(Named object pointing entries)

- - - -

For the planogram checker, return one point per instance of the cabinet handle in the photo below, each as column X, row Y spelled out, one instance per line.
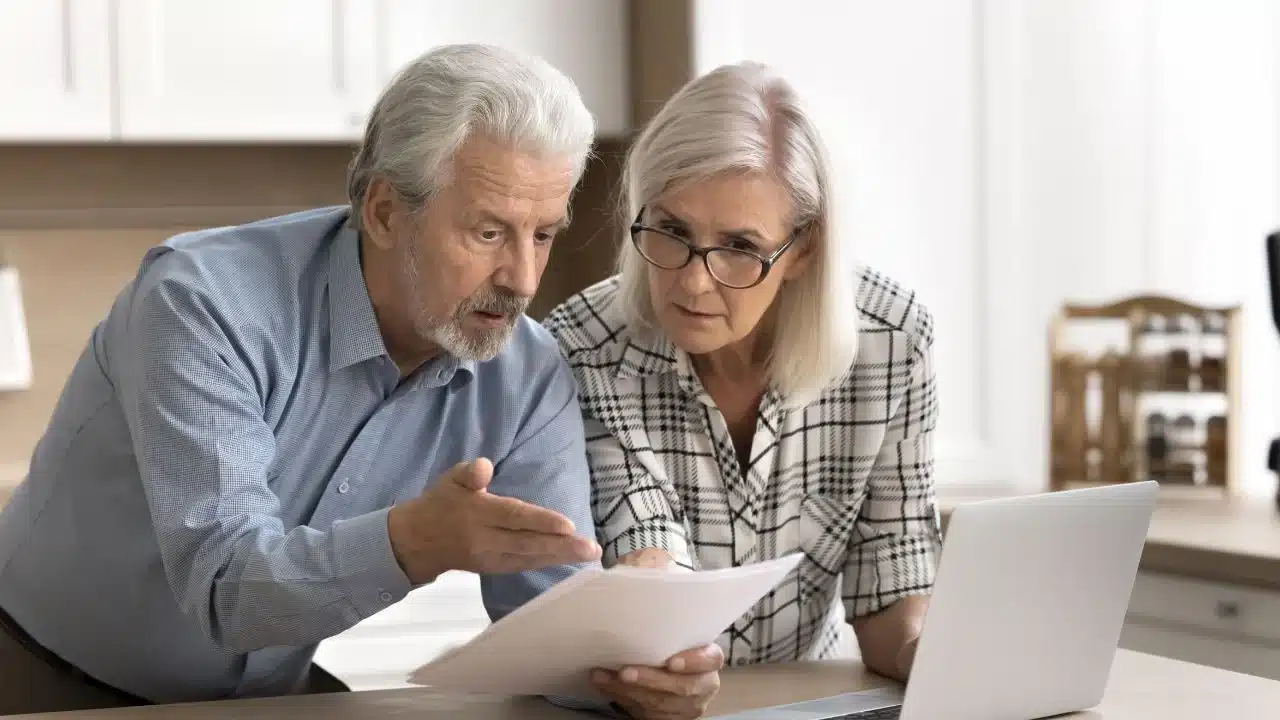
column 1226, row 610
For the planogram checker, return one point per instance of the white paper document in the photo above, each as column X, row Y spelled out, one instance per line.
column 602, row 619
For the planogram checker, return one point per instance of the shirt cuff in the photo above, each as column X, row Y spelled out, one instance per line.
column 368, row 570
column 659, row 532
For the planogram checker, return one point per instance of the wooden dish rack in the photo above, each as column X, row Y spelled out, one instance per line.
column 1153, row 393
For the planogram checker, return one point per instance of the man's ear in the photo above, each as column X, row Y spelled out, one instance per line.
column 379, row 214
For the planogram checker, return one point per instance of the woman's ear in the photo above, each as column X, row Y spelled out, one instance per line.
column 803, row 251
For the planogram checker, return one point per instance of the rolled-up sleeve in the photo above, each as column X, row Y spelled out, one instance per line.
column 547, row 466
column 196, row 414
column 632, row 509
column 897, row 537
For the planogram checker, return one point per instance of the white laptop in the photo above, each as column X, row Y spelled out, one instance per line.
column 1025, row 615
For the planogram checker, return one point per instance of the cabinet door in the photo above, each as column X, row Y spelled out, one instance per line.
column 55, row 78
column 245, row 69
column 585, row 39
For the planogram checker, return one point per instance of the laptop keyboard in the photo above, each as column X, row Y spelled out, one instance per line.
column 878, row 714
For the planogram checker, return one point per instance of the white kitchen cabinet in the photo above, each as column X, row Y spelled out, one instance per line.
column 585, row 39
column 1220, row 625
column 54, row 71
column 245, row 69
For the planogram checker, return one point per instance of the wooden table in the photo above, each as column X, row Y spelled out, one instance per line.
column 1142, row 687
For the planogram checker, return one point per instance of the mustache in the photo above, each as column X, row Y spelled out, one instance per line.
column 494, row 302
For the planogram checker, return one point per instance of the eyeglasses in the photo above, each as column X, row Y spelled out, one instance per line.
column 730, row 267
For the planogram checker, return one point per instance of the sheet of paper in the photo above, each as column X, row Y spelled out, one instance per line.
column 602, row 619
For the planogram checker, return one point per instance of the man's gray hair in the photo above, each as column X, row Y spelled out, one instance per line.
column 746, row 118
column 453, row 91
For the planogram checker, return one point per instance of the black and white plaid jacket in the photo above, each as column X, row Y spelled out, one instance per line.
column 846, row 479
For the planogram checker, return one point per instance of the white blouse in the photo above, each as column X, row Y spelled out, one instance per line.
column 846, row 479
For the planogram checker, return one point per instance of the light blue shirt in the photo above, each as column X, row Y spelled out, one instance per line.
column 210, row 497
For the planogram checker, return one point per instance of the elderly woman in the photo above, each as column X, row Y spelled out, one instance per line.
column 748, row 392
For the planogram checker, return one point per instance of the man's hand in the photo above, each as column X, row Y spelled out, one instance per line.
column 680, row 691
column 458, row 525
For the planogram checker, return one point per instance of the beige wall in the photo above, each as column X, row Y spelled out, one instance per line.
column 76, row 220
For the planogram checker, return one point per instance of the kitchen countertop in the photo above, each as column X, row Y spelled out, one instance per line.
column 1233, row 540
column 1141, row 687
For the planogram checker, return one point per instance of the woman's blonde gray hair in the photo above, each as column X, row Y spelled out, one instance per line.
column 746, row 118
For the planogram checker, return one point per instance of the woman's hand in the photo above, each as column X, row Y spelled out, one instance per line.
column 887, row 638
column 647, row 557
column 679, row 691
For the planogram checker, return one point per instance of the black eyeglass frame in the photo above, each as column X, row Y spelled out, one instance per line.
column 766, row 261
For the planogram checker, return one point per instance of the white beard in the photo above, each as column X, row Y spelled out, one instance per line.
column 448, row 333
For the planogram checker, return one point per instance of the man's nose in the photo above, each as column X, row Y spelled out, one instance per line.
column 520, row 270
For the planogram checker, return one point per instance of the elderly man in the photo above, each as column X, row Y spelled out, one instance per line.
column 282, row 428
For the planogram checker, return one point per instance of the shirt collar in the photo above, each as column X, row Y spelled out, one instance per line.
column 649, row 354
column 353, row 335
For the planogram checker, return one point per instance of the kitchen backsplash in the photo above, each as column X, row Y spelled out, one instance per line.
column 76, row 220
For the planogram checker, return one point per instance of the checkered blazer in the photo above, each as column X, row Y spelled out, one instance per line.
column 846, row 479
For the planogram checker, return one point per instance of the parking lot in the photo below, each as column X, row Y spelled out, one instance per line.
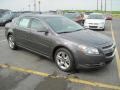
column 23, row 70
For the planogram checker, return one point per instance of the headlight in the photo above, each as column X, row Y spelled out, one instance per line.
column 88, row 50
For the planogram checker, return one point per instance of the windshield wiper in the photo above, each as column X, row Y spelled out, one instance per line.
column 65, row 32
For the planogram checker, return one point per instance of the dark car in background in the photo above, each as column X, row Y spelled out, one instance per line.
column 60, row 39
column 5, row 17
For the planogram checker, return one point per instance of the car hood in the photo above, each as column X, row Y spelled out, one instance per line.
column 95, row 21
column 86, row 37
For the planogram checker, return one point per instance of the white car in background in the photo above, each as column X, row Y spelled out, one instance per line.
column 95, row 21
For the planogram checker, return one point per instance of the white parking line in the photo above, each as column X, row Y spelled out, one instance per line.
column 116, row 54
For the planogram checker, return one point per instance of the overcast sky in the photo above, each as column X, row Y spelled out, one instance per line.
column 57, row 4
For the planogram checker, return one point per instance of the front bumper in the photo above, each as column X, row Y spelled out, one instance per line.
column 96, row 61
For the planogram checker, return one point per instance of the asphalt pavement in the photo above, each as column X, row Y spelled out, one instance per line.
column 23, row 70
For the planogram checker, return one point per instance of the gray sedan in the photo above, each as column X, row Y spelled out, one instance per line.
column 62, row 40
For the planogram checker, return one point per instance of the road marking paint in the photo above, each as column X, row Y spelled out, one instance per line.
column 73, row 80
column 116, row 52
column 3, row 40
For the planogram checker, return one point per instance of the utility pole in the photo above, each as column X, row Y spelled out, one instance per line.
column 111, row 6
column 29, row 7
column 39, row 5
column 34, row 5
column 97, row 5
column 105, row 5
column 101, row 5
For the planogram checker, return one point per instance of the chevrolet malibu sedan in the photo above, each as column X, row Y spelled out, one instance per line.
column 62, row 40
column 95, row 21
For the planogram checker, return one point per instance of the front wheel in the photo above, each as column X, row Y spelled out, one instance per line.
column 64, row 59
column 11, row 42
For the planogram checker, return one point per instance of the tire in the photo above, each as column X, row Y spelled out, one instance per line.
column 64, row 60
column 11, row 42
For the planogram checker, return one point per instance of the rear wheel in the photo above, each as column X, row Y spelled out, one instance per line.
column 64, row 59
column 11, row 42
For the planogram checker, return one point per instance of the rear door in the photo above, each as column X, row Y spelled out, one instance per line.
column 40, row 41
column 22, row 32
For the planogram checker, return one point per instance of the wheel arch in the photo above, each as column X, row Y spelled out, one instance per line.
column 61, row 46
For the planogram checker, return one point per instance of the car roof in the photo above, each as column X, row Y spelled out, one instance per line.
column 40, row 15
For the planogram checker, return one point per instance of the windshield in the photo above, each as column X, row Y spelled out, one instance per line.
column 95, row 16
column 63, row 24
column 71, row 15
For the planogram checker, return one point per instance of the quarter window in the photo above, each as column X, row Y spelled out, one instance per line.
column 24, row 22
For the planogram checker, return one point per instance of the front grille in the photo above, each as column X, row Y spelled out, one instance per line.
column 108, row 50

- - - -

Directions: Set down, word for word, every line from the line that holds "the rear door" to the end of the entries above, including both ends.

Answer:
For the planogram checker, return one point per instance of the rear door in the photo above, each as column X, row Y spelled out, one instance per line.
column 40, row 41
column 22, row 32
For the planogram checker, return one point per instance of the wheel arch in the photo above, each as column X, row Y spelled out, one instance per line.
column 61, row 46
For the planogram checker, return one point per instance of the car roof in the photo above, each as column X, row Y spelled out, one instance per line.
column 40, row 15
For the planogram checker, return one point per instance of the windshield in the photo above, each as column X, row Y spelled out, one instance per line.
column 95, row 16
column 63, row 24
column 71, row 15
For the planogram checker, return one point per instance of the quarter window in the photo above, each as column X, row Y spelled out, one instance per line.
column 24, row 22
For the planogram checker, return one point per instance of the front grille in the photo above, each as column X, row Y spelled out, one instance per line.
column 108, row 50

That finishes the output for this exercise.